== ИСХОДНЫЙ ТЕКСТ
Альманах Россия XX век

Архив Александра Н. Яковлева

«ЗРЯ ГИТЛЕРА ОБВИНЯЮТ В ИСТРЕБЛЕНИИ ЕВРЕЕВ, ВАС ПРЕДАТЕЛЕЙ НАДО УНИЧТОЖАТЬ…»: Обыкновенный фашизм в застенках Московского управления МГБ СССР. Документы. 1951–2014 гг.
Документ № 6

П.С. Матиек — МК КПСС

18.04.1955

Заместителю заведующего Административным отделом МК КПСС тов. Тузову


 

Мне стало известно, что дело по обвинению Крейнделя В.Е. и др., в расследовании которого в 1951 г. в числе других, вначале в качестве старшего следователя, а затем нач. отделения, принимал участие я, прекращено. В связи с поставленными мне вопросами даю следующее объяснение.

Всем следствием по этому делу непосредственно руководил бывший начальник Следственного отдела УМГБ т. Герасимов и его заместитель т. Чмелев. Как они объясняли, они придавали такое большое значение этому делу в связи с тем, что оно было на контроле в партийных инстанциях и в Министерстве [государственной безопасности]. Из Министерства очень часто приходил полковник Соколов и другие, которые просматривали наши дела, давали указания, как вести расследование, приносили свои протоколы по делу работников «ЗИС» и пр. Эти протоколы нам зачитывались, а затем давались как примерные по аналогичному, как нам говорили, делу. Все наши протоколы, в свою очередь, читались Герасимовым, Чмелевым, работниками Министерства (Соколов и др.) и ими правились.

Нам объясняли, что имеющиеся в отношении арестованных как агентурные, так и другие данные необходимо рассматривать как очень вредную в условиях СССР националистическую деятельность. Так, говорили нам, следователям, это рассматривается в партийных инстанциях и в Министерстве. В связи с этим от нас требовали напряженно и много работать с арестованными и, когда это требование в какой-то мере нарушалось (мало часов допроса, нет допросов ночью), нам давали взбучку.

Работа ночью, допрос ночью считались обычным делом — такова была система работы как в Управлении, так и в Министерстве. Вредность такой работы сейчас я понял вполне.
====
◆ **ЗАДАНИЯ**:
- a) Сократите абзац исходного текста, который начинается словами «Всем следствием по этому делу», и изложите его в виде списка, сохранив основные факты.
- b) Что, согласно исходному тексту, считалось обычным делом в работе Управления и Министерства?
== ВЫДЕРЖКА ИЗ ДАННЫХ
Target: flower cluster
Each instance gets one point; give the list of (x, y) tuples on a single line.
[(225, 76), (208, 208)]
====
◆ **ОТВЕТЫ**:
- a)
- Следствием непосредственно руководили бывший начальник Следственного отдела УМГБ Герасимов и его заместитель Чмелев.
- По их словам, делу придавали большое значение, потому что оно было на контроле в партийных инстанциях и в Министерстве государственной безопасности.
- Из Министерства часто приходили полковник Соколов и другие. Они просматривали дела, давали указания по расследованию и приносили протоколы по делу работников «ЗИС».
- Эти протоколы зачитывали следователям и давали им как образцы по аналогичному делу.
- Все протоколы следователей читали и правили Герасимов, Чмелев и работники Министерства.

- b) Обычным делом считались работа ночью и ночные допросы.